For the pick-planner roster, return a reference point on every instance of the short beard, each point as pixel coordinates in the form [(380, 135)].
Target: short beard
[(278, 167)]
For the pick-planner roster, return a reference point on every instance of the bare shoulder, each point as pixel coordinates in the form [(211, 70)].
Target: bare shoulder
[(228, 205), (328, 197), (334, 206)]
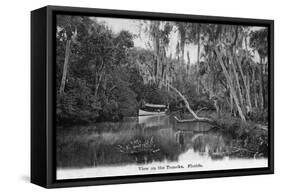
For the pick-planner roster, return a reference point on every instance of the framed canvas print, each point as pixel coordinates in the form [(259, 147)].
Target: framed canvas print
[(125, 96)]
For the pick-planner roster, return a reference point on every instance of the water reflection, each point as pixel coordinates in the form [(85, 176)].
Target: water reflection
[(136, 141)]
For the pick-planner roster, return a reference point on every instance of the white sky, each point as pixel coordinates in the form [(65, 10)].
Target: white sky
[(133, 26)]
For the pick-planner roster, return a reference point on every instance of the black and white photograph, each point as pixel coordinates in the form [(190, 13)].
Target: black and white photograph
[(141, 96)]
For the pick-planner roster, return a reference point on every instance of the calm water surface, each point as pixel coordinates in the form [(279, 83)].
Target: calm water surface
[(124, 148)]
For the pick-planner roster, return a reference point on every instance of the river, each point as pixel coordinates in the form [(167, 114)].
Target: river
[(145, 145)]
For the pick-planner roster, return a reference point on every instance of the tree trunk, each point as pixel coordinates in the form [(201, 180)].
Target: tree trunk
[(232, 91), (236, 78), (247, 87), (261, 84), (254, 88), (65, 66)]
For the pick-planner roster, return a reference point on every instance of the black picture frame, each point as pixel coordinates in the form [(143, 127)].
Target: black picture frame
[(43, 112)]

• • • • • • •

WORK TO DO -
Take the part of the records that opens with the line containing "form [(201, 180)]." and closes with the line containing "88), (65, 66)]", and write it out again with "tree trunk" swapped for "fallen log", leaving everything else unchanged.

ANSWER TO THE PROBLEM -
For the pick-planner roster, return a reference point on every instance of the fallen log, each point as pixel coordinates in the form [(201, 180)].
Target: fallen log
[(232, 91), (236, 78), (247, 87), (261, 84), (254, 88), (65, 66)]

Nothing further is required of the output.